-- Assignment --
What is the number of lines in the listing below that include the string "blurred"? Answer with that number alone.

-- Data for analysis --
# # # # #

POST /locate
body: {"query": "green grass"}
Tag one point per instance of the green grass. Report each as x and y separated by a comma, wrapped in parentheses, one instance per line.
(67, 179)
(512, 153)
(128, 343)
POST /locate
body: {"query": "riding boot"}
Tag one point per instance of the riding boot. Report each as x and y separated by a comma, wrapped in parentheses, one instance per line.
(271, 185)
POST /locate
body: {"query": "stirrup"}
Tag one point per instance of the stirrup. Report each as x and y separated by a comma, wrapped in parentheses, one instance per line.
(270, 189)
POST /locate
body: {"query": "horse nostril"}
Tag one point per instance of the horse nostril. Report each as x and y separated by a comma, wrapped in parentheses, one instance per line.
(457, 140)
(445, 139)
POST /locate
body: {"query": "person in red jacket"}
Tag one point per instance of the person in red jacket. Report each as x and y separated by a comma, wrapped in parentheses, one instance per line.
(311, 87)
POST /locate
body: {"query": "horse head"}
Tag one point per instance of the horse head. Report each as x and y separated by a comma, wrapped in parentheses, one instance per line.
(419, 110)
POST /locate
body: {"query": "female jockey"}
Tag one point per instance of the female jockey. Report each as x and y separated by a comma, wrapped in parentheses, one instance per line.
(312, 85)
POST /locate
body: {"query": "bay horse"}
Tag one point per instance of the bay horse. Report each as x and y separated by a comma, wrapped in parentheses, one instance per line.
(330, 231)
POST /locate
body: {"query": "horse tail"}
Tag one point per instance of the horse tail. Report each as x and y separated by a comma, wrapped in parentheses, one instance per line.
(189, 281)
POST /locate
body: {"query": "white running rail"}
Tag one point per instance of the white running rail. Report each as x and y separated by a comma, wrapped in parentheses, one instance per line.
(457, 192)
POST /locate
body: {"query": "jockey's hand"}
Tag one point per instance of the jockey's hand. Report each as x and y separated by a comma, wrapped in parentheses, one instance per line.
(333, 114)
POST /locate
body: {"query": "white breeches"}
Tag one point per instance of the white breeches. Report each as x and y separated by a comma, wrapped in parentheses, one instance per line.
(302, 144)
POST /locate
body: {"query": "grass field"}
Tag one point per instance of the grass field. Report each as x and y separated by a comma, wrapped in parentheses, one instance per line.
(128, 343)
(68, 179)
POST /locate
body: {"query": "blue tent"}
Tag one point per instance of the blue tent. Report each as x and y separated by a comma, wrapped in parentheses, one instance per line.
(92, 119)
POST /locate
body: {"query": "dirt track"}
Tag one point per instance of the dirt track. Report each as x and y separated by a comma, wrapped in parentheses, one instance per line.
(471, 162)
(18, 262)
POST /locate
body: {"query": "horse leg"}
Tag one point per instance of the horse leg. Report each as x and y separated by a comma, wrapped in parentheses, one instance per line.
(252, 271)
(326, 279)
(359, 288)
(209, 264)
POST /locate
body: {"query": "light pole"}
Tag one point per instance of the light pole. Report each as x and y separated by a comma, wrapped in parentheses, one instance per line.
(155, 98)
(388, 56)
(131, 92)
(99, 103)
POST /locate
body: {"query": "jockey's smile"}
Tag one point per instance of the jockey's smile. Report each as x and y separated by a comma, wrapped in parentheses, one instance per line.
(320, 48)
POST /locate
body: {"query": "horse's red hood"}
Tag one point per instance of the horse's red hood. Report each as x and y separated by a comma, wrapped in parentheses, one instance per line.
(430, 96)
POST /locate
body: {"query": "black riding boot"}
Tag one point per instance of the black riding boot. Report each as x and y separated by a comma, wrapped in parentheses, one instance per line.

# # # # #

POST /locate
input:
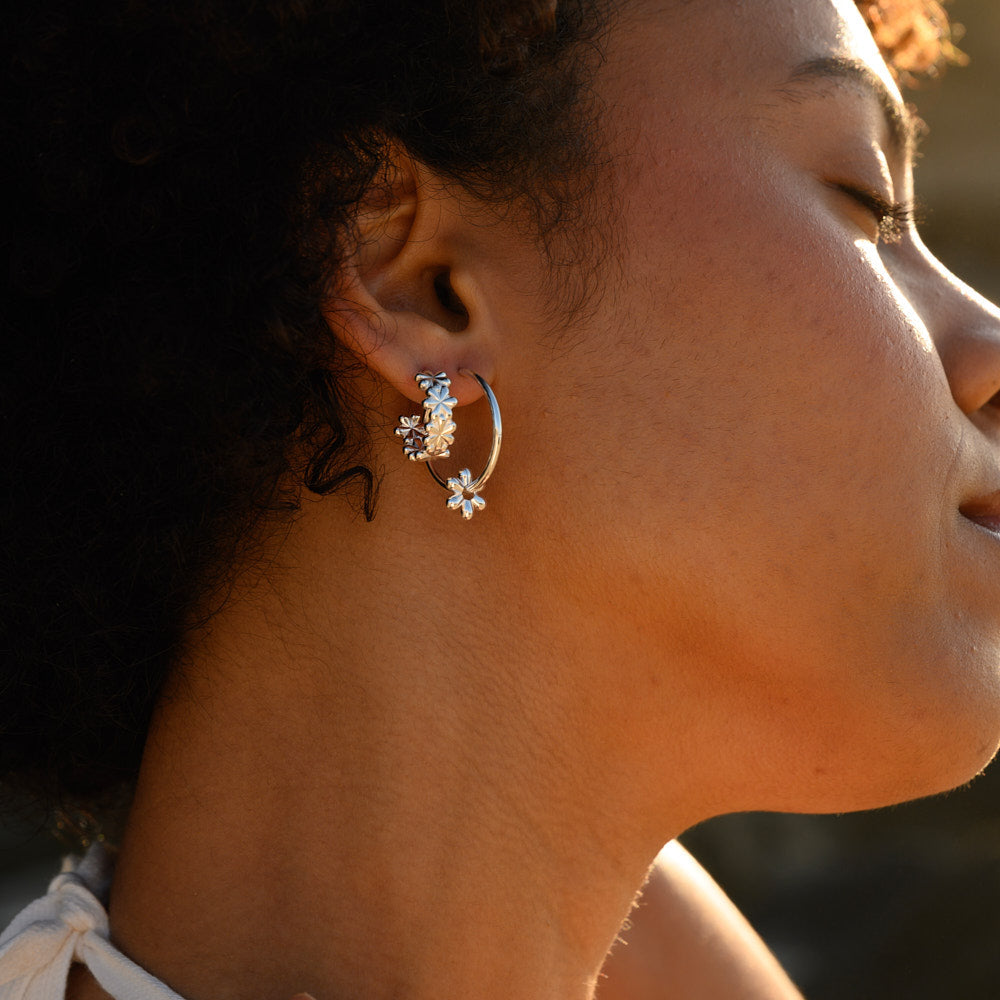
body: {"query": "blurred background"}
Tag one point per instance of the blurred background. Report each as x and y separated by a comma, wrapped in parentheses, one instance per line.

# # # # #

-- Task solution --
2